▶ [Stated exercise 1]
Pick out every line of the records below that contains the string "blue", where case counts, and copy each such line.

How Does Electron Spin Affect the Partition Function in Saha's Equation?

[Sebas4]

Hey, I have a question about proving Saha's equation for ionizing hydrogen atoms.
The formula is
$$\frac{P_{p}}{P_{H}} = \frac{k_{B} T}{P_{e}} \left(\frac{2\pi m_{e} k_{B}T}{h^2} \right)^{\frac{3}{2}}e^{\frac{-I}{k_{B} T}}$$
with
$P_{p}$ pressure proton's,
$P_{H}$ pressure hydrogen atoms,
$m_{e}$ mass electron,
$T$ temperature resevoir,
$I$ ionization energy,
$k_{B}$ Boltzmann's constant,
$h$ Planck's constant.

When the electron is bounded, the electron has two spin states.
So the three situations are, the electron is bounded and is in one of the spin states, the electron is bounded and is in the other spin state, and the electron is not bounded by the proton.
The system of interest is the proton.
When the electron is bounded by the proton, the energy of the system of interest is $-I$.
I have derived that
$$\frac{P_{p}}{P_{H}} = \frac{1}{2}\frac{k_{B} T}{P_{e}} Z_{int} \left(\frac{2\pi m_{e} k_{B}T}{h^2} \right)^{\frac{3}{2}}e^{\frac{-I}{k_{B} T}}$$
with $Z_{int}$ the partition function (for rotational/vibrational motion) of the electron is.
If you compare the two equations, you see that $Z_{int} = 2$.
I don't get why $Z_{int}$ is 2.

The partition function is
$$Z = \sum_{s}^{} e^{\frac{-E\left(s \right)}{k_{B} T}}$$
summing over all states (represented by letter s).

[Point placement records]
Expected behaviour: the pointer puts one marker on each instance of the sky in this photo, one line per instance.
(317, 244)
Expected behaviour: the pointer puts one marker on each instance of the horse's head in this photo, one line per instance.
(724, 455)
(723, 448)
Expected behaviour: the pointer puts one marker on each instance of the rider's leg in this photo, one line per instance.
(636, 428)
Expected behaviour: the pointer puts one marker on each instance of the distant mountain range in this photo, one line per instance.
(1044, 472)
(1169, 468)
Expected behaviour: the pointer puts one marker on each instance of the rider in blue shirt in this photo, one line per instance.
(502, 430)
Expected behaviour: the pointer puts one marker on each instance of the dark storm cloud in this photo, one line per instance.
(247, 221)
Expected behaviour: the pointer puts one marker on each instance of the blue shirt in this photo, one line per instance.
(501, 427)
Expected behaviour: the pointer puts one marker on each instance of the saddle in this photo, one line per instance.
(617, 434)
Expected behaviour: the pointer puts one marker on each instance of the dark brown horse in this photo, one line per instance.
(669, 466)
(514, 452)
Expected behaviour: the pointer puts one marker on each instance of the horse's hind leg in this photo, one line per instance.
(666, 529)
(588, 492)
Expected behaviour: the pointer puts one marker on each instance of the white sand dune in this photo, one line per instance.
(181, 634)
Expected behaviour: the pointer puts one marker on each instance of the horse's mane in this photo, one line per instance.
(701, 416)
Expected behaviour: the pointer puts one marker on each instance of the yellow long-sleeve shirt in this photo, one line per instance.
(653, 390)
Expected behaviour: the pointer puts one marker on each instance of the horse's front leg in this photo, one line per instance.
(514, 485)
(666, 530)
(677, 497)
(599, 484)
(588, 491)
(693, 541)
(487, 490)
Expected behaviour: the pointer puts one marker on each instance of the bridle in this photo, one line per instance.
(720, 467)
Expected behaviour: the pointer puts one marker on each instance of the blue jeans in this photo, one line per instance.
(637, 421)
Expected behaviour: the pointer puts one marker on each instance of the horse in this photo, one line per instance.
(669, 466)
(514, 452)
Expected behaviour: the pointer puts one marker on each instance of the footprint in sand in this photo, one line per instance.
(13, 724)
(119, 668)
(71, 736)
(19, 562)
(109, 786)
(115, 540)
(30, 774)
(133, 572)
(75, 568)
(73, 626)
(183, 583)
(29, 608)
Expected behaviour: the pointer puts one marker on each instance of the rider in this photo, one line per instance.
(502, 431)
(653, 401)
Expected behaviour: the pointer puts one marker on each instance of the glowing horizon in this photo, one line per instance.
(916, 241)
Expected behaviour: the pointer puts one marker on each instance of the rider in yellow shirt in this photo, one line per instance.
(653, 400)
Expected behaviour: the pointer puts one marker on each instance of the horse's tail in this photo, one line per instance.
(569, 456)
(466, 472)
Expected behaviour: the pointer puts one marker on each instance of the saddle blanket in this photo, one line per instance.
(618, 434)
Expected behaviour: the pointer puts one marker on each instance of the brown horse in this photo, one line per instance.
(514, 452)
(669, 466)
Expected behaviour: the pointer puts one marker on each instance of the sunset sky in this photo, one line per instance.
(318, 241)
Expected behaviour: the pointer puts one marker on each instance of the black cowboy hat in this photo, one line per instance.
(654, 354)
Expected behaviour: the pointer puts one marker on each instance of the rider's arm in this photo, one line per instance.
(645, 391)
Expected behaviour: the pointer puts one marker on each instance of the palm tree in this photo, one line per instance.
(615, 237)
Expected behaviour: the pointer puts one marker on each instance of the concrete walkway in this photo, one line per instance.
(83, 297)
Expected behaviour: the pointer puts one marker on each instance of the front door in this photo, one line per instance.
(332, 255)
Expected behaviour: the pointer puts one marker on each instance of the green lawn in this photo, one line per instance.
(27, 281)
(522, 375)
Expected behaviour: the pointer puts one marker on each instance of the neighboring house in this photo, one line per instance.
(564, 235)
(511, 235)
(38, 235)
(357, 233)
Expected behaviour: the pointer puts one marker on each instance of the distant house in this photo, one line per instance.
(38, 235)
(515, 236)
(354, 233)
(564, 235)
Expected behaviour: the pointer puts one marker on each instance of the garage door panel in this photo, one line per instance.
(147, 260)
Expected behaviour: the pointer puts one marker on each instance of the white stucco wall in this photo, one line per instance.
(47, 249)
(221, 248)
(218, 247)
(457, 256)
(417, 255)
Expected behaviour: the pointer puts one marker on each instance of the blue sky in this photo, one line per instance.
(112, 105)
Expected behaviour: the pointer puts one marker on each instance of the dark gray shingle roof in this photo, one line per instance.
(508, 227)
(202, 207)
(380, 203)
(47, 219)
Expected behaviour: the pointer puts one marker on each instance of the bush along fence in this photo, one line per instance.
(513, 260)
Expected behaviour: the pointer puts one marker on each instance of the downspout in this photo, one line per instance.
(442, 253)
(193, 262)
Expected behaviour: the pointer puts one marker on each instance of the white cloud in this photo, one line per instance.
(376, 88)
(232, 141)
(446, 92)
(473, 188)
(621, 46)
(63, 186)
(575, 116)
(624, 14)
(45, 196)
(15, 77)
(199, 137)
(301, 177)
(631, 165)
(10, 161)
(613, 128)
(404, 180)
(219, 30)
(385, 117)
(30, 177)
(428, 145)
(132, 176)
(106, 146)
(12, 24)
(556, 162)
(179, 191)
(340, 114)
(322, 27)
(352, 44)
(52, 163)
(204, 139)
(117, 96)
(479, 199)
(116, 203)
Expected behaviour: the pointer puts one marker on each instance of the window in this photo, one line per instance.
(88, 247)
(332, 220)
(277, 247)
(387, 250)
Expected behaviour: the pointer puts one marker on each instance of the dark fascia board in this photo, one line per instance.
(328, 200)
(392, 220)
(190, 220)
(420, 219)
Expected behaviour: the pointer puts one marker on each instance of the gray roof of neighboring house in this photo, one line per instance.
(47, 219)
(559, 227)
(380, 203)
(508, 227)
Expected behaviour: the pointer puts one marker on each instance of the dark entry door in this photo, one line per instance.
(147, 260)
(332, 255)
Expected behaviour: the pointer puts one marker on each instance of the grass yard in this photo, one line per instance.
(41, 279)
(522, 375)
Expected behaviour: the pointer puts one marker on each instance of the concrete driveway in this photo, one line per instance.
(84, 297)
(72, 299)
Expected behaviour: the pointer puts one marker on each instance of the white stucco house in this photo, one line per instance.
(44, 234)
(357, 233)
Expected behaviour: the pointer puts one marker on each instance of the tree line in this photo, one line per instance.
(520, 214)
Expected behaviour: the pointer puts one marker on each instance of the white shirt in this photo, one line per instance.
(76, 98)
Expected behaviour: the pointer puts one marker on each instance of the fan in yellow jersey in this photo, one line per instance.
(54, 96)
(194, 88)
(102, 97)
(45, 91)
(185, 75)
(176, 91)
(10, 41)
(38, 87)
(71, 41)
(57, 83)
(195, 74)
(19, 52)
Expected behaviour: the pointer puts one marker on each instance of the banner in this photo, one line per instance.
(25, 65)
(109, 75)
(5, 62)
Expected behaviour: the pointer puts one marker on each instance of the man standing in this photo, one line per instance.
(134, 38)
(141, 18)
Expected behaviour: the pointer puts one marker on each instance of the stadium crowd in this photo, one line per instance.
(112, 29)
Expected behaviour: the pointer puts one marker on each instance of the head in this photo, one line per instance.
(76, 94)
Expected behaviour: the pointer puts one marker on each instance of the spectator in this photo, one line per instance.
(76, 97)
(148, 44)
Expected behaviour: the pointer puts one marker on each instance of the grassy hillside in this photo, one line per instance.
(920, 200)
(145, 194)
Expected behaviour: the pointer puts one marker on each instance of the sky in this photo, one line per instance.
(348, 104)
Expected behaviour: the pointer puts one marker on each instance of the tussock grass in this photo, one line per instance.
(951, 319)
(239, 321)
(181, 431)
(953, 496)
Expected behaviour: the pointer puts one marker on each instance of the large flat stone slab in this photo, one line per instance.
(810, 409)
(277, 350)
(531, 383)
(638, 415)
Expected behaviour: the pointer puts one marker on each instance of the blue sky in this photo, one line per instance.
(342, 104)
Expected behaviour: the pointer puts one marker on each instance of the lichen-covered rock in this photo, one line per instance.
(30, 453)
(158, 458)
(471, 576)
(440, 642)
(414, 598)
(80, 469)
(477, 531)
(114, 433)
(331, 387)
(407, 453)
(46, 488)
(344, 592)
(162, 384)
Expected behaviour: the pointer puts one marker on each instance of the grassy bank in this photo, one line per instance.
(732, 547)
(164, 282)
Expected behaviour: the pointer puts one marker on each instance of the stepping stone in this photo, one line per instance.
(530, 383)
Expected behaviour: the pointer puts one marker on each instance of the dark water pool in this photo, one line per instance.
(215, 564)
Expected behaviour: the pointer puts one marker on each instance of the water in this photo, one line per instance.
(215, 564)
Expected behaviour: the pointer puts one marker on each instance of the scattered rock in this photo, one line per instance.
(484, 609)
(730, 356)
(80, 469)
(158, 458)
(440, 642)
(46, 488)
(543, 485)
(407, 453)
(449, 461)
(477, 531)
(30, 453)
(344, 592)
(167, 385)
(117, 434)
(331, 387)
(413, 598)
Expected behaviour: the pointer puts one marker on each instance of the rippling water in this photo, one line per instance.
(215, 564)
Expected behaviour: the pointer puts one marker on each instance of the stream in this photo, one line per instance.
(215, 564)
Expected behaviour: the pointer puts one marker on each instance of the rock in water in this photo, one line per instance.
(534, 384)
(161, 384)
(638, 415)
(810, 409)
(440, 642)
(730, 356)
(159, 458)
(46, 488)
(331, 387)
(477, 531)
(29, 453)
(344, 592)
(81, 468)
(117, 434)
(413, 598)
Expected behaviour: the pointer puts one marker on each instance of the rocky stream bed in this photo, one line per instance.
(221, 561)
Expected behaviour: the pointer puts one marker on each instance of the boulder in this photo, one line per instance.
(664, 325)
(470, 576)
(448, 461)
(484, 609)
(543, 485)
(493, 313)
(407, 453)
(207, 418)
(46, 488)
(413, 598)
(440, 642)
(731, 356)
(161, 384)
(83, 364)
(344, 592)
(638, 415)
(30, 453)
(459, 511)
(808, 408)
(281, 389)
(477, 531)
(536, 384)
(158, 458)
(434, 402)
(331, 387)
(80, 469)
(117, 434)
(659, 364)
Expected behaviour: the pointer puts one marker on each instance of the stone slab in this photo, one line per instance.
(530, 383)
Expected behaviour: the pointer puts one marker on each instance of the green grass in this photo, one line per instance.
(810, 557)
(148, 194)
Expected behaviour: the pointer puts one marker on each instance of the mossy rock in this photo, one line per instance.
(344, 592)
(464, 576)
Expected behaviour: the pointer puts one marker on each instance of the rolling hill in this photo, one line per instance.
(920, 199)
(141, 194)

▶ [Stated exercise 2]
According to the forum thread on Saha's equation above, how many spin states does the electron have when it is bound?

▶ [Complete response 1]
Expected behaviour: the pointer puts one marker on each instance of the rider in blue shirt in this photo, one line per instance.
Expected behaviour: the pointer puts one marker on each instance of the blue shirt in this photo, one line per instance.
Expected behaviour: the pointer puts one marker on each instance of the blue jeans in this photo, one line per instance.
Expected behaviour: the pointer puts one marker on each instance of the blue sky in this photo, one line per instance.
Expected behaviour: the pointer puts one marker on each instance of the blue sky in this photo, one line per instance.

▶ [Complete response 2]
It has two spin states.